■ Image entries for named regions ■

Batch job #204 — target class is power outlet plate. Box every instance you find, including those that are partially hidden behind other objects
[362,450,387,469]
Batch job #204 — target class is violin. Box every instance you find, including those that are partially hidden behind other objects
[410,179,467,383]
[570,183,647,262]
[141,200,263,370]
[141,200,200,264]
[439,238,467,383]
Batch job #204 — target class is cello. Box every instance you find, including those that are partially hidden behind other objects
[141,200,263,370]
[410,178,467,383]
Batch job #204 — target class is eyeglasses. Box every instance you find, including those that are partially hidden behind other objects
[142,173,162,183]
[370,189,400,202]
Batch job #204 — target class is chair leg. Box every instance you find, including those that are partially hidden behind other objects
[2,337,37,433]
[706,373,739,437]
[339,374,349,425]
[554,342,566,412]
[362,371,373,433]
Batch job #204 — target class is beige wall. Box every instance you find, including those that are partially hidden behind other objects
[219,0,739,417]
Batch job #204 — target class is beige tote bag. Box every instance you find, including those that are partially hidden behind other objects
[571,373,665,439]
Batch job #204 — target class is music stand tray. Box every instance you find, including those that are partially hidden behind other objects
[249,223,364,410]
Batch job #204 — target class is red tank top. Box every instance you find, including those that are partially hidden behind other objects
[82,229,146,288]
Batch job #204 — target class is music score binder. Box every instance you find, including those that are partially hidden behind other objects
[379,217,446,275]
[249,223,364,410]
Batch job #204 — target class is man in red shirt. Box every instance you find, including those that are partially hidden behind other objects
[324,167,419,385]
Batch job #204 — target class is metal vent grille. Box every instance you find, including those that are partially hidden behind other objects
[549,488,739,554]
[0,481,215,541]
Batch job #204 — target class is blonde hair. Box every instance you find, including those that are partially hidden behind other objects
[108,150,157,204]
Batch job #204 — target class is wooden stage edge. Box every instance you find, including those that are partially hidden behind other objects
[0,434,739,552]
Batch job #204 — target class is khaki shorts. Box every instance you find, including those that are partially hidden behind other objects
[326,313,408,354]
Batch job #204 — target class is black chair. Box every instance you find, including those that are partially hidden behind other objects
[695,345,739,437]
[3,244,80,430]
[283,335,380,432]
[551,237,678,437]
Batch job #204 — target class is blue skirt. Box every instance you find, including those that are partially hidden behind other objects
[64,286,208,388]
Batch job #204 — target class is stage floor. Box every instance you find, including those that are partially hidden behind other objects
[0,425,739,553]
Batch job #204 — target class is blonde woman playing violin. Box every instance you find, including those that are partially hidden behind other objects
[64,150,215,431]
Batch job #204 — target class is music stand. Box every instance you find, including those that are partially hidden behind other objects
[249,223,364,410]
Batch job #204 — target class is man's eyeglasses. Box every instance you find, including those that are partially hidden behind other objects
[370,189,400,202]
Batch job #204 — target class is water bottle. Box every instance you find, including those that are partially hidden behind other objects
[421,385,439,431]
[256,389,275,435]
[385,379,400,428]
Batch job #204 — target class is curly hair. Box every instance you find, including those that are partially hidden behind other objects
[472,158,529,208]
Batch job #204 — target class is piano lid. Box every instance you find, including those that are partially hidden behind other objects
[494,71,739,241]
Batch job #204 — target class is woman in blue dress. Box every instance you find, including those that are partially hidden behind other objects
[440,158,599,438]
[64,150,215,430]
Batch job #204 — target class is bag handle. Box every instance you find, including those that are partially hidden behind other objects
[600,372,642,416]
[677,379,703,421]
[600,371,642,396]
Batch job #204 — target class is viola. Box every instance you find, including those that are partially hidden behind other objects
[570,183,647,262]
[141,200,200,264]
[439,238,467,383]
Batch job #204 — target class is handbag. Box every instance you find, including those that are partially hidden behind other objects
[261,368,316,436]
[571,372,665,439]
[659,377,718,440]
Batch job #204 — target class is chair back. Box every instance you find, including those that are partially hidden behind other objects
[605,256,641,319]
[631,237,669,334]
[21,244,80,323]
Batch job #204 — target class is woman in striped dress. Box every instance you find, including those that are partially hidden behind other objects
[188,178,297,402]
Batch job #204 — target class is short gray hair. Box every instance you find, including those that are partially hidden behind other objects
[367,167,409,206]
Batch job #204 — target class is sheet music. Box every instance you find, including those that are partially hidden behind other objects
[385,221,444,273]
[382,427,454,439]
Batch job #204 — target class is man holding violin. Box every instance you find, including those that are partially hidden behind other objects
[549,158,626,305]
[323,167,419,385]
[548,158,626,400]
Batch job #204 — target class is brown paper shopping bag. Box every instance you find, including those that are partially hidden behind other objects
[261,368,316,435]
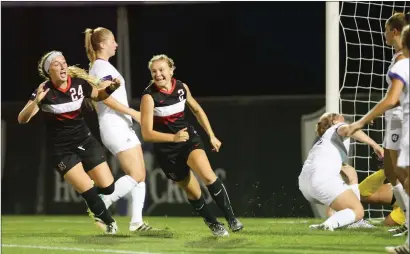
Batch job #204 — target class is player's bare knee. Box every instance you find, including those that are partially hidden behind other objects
[126,170,146,183]
[97,182,115,195]
[353,205,364,220]
[201,170,217,185]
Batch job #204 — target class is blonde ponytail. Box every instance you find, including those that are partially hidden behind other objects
[84,28,97,68]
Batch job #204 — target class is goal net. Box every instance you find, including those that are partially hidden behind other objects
[340,1,410,218]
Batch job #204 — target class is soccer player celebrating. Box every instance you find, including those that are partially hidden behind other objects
[299,113,383,231]
[141,55,243,236]
[18,51,120,234]
[85,27,151,232]
[350,23,410,253]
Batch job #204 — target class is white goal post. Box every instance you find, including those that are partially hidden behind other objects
[326,1,410,218]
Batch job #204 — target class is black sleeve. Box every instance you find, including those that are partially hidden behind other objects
[82,79,93,98]
[29,89,37,101]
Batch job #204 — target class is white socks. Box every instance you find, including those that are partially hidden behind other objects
[324,208,356,229]
[103,175,145,223]
[349,183,360,201]
[104,175,137,208]
[131,182,145,223]
[392,183,409,211]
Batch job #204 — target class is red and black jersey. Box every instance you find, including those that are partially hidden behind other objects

■ Task ■
Can you update all the records so that "Batch job #204" becomes "Batch job #205" everywhere, with nothing else changed and the pictures left out of your reply?

■ Task solution ■
Batch job #205 — target class is power outlet plate. Box every instance you find, including those that are partially hidden behind other objects
[362,450,387,469]
Batch job #205 — target class is violin. Box every instance you find, including those that are partially hidden behind other objects
[410,179,467,383]
[570,183,647,262]
[141,200,263,370]
[141,200,200,264]
[439,238,467,383]
Batch job #205 — target class is cello. Box every instance you find, including those that are partially hidden behind other objects
[141,200,263,370]
[410,178,467,383]
Batch job #205 — target class is eyeglasses. Box every instance you find, including those that are partially hidden behind other objects
[142,173,162,183]
[370,189,400,202]
Batch job #205 — target class is chair leg. Box every instance you find, including those that are partially hidden behind other objects
[2,337,37,433]
[706,373,739,437]
[339,374,349,425]
[554,342,566,412]
[362,371,373,433]
Batch job #205 — target class is beige wall. Box every instance you find, including those that are partially hidden behind other objects
[219,0,739,417]
Batch job #205 — target class is beige tote bag. Box every instance you find, including those that are partially hidden behind other objects
[571,373,665,439]
Batch job #205 — target class is music stand tray. Box every instance you find, including those that are partially hidden behind other objects
[249,223,364,410]
Batch job #205 — target class is red tank top. Box every instance you find, including those that are partially hidden behind other objects
[82,229,146,288]
Batch job #205 — target class is music score binder. Box every instance you find, including those that are partially hidden behind other objects
[379,217,446,275]
[249,223,364,410]
Batch job #205 — target class is man in red shirt. Box every instance you find, including those that are partially hidden behind other objects
[324,167,419,385]
Batch job #205 — target class is metal vent grille. Box every instance you find, including those that are partially hidden behind other objects
[549,488,739,554]
[0,481,215,541]
Batch job #205 — target class is blonde hair. Box every instance you find, including those that are partially hidden behind other objects
[108,150,157,204]
Batch job #205 — target class is wooden stage edge. Box every instance you find, including those that are partially hidden behind other objects
[0,434,739,552]
Batch job #205 — target class is khaki shorts. Box every instance you find, including those that are partially hidden behind other objects
[326,313,408,354]
Batch job #205 — target class is black chair. Box every instance you find, including those that are partially hidden behind other objects
[695,345,739,437]
[3,244,80,430]
[283,335,380,432]
[551,237,678,437]
Batch job #205 — target class is blue skirt. Box every instance you find, including those that are partially hidden behind other objects
[64,286,208,388]
Batch job #205 — target class is stage floor. Box every instance you find, including those that are partially hidden behind other objects
[0,425,739,553]
Batch job #205 — target class is blonde woman playing violin. Box every instance you find, including those that are partially hidden behind other objects
[64,150,215,431]
Batch job #205 — target class is music stand. Box every instance you find, including those that are partially hidden behind other objects
[249,223,364,410]
Batch job #205 — target class is man's eyeglasses. Box every instance you find, including those that are partially hidden behind other objects
[370,189,400,202]
Batch job #205 — target class is water bottle. Box every instance you find, including those that are partially hidden behind other objects
[421,385,439,431]
[256,389,275,435]
[385,379,400,428]
Batch job #205 — target class is curly hair. Box every instance you find, including those that are partially hidden behind other objects
[472,158,529,208]
Batch job #205 — target class is piano lid. Box every instance you find, including those that are partially hidden behind other objects
[494,71,739,241]
Batch job #205 — target class is woman in blue dress. Box every instance you find, including those that are partially hidden behind other objects
[440,158,599,438]
[64,150,215,430]
Batch job #205 — target class is bag handle. Box every instance you find, including those that are partially hidden behind other objects
[600,372,642,416]
[677,379,703,421]
[600,371,642,396]
Batch job #205 — target class is viola. Box every instance you find, including those that are partially hidden behind other objects
[570,183,647,262]
[141,200,200,264]
[439,238,467,383]
Batch job #205 — target class is handbag. Box every instance you find, including those that are partially hidden behind other objects
[261,368,316,436]
[571,372,665,439]
[659,377,718,440]
Batch job #205 — target class is chair back. Box every instance you find, including those that are partially hidden behind other objects
[605,256,641,319]
[631,237,669,334]
[21,244,80,323]
Batch job #205 — target class is woman in striped dress. Box every instance you find, including those that are partially hidden behind other objects
[188,178,297,402]
Batch job #205 — target class is short gray hair. Box every instance you find, including those that are partially hidden behind other objects
[367,167,409,206]
Batch job #205 — target class is sheet music. Box every instance you find, including those that are partially hidden behind other objects
[385,221,444,273]
[382,427,454,439]
Batch job #205 — target class is man holding violin. Box every instance you find, including those that are partially hidden behind other objects
[549,158,626,305]
[323,167,419,385]
[548,158,626,400]
Batch job #205 — target class is brown paper shopping bag. Box every instance you find, including those that are partially hidden behind other objects
[261,368,316,435]
Batch job #205 — target class is player's bare knee. Box every instance you find, including those that are partially hidden behind other objects
[126,170,146,183]
[97,182,115,195]
[353,205,364,220]
[201,170,217,185]
Batch job #205 — target class is blonde ponytail. Box every instance you find, including those that are partially hidden behind other objects
[84,28,97,68]
Batch job #205 — target class is goal net. Box every instance you find, including those that are partially hidden behind other objects
[340,1,410,218]
Batch job #205 — target class is soccer player celebrating. Box every instance you find, including those that are partially hidden behind other objects
[299,113,383,231]
[141,55,243,236]
[18,51,120,234]
[85,27,151,232]
[350,23,410,253]
Batch job #205 — target class is white goal post. Box every instance you find, including those that are partially hidden behind other objects
[326,1,410,218]
Batch job #205 — target class is black sleeve. Box every instance you find, including those that are partially hidden behind other objects
[82,79,93,98]
[29,89,37,101]
Batch job #205 — target class is white socks. Box every instance you find, including those that are partially hidden behind other objects
[324,208,356,229]
[103,175,145,223]
[349,183,360,201]
[104,175,137,208]
[131,182,145,223]
[392,183,409,211]
Batch job #205 — target class is red and black jersey. Box every instance you find, including those that are partially hidden behind other objects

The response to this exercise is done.